> [TASK TO COMPLETE]
From the kitchen design article, return the passage starting at "The pristine look" and ending at "this outmoded too?", copied word for word.

> [SUPPLIED TEXT]
------------------------------------------------------------
IF you can’t stand the neat, get out of the kitchen…because 21st century kitchen design is all about order, elegance and precision. Gone are the knobs, bits and bobs that cluttered the shelves and counter tops in grandma’s day. Gone are the jars stacked up high and the rows of pots jingling nearby. Gone are the ornate, cottagey chairs and the “his and her” aprons hanging in pairs. These days it is all about high-gloss exactitude, clinically clean surfaces and no-show appliances.
According to Stefan Marais of Johannesburg-based Optima Kitchens, the very clean, very white and very modern kitchen is “very in” in the international circles. He confirmed this in April when he attended one of the world’s largest kitchen exhibitions, Eurocucina. The fair takes place in Milan in Italy every second year and, this year, presented the fantastically swish kitchen furniture, fittings, appliances and technology of more than 145 exhibitors from far and wide.
“The first thing I noticed at the exhibition was the extensive use of glass for counter tops,” says Marais. “Moving away from more traditional counter top materials like granite and wood, specially-treated, often spray painted glass features widely in modern kitchens.”
Glass used for kitchen tops is either left in its natural hue or painted in a variety of colours and patterns. It is easily cut into different shapes, making it versatile and simple to work with. For some designs, it is textured to create a more interesting effect and/or to help disguise smudging. Built-in LED (light-emitting diode) lighting adds an even artier effect by filtering light from beneath the transparent surfaces.
Then, as if glass does not provide a smooth enough surface, contemporary kitchens, says Marais, have also become handle-free zones: “Cupboards have seamless, flat surfaces and various finger grip devices are incorporated to allow you to open and close doors and drawers.”
Other high-tech kitchens use computer technology to open and close drawers. One system on show at Eurocucina requires a simple nudge to activate the computer and begin the opening or closing action, while another device makes use of remote control to release and shut kitchen cupboards.
But handles and knobs are not the only things go incognito in fashionable kitchens. In keeping with the desired sleek, smooth designs, appliances are increasingly built into drawers and cupboards. Dishwashers, refrigerators, wine coolers and microwaves have, for all intent and purpose, gone back into the closet.
Whereas, not too long ago, it was in vogue to show off your magnificent new stainless steel refrigerator with its high-end logo, nifty icemaker and built-in television set, it is now passé. The culinary bling of yesteryear is deftly concealed in drawers or behind silky cupboard doors, which blend together around the room in an immaculately monotone mode.
The pristine look is upheld by locating all things inevitably unsightly – and the kitchen sink – in separate sculleries hidden from view: “More and more homes include sculleries adjacent to the kitchen in which to hide all things messy,” says Marais. “That way, the kitchen is functional but – particularly where it is part of an open-plan area – it remains stylish and clean in all instances. ”
Stylish, pristine and monotone? So what happened to the old notion of the kitchen as the heart of the home? Is this outmoded too?
“Not at all,” he says. “Most modern kitchens feature tastefully designed bar counters and barstools, which provide comfortable seating from which to eat or socialise. Just because it looks so trendy, does not make a kitchen less comfy or welcoming. And, where you want to incorporate something natural and/or colourful, you can add a bit of wood to the design or arrange a large bunch of brightly coloured flowers on one of the counters. It’s that simple.”
------------------------------------------------------------
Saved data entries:
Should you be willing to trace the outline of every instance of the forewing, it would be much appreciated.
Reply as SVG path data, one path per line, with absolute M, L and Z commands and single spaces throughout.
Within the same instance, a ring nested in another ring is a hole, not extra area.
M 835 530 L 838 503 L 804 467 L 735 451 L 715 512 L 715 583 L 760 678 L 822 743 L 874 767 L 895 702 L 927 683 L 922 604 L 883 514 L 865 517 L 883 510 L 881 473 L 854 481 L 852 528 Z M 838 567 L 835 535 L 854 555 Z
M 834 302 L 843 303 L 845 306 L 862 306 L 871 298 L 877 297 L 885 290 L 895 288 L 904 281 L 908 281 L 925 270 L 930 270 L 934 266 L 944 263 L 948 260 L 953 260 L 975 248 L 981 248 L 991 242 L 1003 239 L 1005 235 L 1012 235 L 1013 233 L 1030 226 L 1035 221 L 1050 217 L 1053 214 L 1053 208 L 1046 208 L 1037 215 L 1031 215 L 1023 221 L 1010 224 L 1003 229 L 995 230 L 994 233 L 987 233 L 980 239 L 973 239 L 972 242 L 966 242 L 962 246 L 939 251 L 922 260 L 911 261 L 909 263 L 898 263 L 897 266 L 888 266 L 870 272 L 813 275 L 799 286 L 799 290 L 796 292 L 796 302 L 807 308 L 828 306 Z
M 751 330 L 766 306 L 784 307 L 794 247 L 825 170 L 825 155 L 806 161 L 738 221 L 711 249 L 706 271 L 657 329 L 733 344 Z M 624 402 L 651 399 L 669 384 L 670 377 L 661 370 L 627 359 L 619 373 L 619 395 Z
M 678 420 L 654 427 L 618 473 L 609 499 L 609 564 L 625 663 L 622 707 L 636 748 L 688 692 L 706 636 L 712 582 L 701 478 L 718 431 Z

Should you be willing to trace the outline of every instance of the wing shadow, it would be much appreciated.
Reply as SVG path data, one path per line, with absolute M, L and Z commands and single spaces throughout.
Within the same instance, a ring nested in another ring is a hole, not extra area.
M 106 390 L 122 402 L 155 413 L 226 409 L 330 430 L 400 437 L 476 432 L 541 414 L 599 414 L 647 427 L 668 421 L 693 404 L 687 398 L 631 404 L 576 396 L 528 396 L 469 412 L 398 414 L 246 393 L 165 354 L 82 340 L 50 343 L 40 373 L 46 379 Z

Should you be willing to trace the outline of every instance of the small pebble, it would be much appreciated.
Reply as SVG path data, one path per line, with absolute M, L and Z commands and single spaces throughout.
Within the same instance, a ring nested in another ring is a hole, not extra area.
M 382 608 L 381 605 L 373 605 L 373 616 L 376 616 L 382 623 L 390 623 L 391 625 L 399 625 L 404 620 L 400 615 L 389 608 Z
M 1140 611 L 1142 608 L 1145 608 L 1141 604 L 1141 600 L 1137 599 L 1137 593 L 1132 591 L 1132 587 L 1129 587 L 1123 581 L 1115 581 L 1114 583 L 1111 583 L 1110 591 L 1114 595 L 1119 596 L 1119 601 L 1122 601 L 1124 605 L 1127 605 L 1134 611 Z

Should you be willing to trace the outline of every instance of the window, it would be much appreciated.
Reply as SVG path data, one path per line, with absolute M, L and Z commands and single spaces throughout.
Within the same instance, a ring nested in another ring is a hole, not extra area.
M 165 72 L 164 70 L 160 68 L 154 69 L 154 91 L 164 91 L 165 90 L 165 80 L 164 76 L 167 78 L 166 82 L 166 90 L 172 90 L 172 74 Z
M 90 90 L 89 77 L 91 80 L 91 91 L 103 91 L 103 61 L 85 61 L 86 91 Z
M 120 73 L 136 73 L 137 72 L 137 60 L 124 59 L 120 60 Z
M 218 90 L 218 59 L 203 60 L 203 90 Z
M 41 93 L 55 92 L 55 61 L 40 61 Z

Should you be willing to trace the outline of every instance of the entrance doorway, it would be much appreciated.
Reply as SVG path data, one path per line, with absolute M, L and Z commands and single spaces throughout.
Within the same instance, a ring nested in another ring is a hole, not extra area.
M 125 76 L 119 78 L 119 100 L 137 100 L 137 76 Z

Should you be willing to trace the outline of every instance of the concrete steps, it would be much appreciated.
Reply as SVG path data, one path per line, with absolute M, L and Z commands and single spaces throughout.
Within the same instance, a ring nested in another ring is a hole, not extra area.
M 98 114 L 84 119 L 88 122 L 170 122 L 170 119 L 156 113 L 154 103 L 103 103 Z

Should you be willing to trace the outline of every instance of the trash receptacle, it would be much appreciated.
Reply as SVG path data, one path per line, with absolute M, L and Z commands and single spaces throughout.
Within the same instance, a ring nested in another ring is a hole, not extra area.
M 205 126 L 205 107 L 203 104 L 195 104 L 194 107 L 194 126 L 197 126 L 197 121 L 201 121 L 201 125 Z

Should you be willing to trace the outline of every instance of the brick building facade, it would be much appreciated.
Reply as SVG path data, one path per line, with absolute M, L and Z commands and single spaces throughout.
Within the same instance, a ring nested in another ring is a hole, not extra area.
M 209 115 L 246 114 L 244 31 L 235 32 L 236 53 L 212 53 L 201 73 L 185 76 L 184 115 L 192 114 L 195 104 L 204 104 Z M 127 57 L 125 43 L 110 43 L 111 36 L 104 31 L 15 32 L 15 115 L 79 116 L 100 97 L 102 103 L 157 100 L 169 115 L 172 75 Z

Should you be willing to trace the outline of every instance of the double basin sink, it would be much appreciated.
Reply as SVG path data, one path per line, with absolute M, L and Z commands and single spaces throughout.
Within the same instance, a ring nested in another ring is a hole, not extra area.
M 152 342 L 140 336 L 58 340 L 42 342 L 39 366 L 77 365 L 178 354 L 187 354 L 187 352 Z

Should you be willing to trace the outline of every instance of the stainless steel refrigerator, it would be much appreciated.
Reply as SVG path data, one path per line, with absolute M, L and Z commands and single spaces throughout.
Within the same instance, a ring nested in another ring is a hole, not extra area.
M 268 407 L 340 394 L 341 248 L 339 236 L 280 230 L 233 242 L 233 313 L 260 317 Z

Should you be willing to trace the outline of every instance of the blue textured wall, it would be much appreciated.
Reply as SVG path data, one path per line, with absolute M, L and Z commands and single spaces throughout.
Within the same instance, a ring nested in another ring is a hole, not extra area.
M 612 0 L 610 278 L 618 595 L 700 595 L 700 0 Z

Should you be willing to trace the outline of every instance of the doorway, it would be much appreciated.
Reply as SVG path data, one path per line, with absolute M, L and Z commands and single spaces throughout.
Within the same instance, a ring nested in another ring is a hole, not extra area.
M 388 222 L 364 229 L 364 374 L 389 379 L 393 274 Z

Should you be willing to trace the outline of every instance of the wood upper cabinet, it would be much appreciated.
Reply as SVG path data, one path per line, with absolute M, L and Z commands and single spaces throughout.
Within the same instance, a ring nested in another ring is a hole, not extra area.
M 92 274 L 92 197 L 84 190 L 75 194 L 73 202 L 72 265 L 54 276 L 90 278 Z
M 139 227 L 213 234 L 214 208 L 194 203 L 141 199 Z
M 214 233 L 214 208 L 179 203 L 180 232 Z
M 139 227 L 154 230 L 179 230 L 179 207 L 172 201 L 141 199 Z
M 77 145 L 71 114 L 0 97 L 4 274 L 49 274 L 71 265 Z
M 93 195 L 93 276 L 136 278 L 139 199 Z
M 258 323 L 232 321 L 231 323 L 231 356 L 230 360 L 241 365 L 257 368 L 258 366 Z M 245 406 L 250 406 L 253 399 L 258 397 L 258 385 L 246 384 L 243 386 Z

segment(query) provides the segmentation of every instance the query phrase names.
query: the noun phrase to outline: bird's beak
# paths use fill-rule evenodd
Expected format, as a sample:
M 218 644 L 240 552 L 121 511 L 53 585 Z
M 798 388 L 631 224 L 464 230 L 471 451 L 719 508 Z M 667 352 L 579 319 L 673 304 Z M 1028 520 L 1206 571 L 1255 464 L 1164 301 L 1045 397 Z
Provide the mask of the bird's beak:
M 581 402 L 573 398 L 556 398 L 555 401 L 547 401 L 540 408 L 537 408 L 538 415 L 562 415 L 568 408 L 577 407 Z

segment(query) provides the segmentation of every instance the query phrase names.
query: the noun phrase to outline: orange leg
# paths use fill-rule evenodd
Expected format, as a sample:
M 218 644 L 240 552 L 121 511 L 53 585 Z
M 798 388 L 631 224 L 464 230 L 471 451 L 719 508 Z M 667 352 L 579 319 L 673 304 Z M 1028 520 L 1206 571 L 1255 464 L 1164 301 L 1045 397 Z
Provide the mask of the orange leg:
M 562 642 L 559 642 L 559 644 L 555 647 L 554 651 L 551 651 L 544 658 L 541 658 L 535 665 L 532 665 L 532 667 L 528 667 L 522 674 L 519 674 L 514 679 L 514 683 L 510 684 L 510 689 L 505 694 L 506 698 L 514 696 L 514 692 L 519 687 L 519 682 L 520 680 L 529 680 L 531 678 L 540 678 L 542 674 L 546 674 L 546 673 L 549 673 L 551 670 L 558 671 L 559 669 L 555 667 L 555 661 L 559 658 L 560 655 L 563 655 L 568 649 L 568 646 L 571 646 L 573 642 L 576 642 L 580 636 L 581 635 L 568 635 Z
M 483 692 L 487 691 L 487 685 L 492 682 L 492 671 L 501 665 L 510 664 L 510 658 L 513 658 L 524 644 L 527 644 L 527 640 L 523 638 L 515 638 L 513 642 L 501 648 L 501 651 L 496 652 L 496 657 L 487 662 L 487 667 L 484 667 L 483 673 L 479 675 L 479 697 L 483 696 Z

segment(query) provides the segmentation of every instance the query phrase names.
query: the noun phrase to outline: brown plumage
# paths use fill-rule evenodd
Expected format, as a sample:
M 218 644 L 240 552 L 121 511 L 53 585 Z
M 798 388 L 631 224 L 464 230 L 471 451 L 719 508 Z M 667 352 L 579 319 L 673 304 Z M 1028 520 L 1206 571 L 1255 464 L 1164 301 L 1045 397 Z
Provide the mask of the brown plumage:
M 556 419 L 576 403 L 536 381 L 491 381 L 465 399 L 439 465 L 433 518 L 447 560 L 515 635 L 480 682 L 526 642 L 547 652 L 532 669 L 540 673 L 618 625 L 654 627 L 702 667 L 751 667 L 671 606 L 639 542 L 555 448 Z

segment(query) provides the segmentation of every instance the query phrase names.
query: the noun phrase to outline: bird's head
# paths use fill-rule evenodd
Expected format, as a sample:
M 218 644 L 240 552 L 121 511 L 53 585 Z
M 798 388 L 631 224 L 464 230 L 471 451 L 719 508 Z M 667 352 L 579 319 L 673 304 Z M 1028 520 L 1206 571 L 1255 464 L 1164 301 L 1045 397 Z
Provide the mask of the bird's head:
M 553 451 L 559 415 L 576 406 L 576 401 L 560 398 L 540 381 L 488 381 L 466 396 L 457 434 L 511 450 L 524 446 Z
------------------------------------------------------------
> [SOLVED PROBLEM]
The pristine look is upheld by locating all things inevitably unsightly – and the kitchen sink – in separate sculleries hidden from view: “More and more homes include sculleries adjacent to the kitchen in which to hide all things messy,” says Marais. “That way, the kitchen is functional but – particularly where it is part of an open-plan area – it remains stylish and clean in all instances. ”
Stylish, pristine and monotone? So what happened to the old notion of the kitchen as the heart of the home? Is this outmoded too?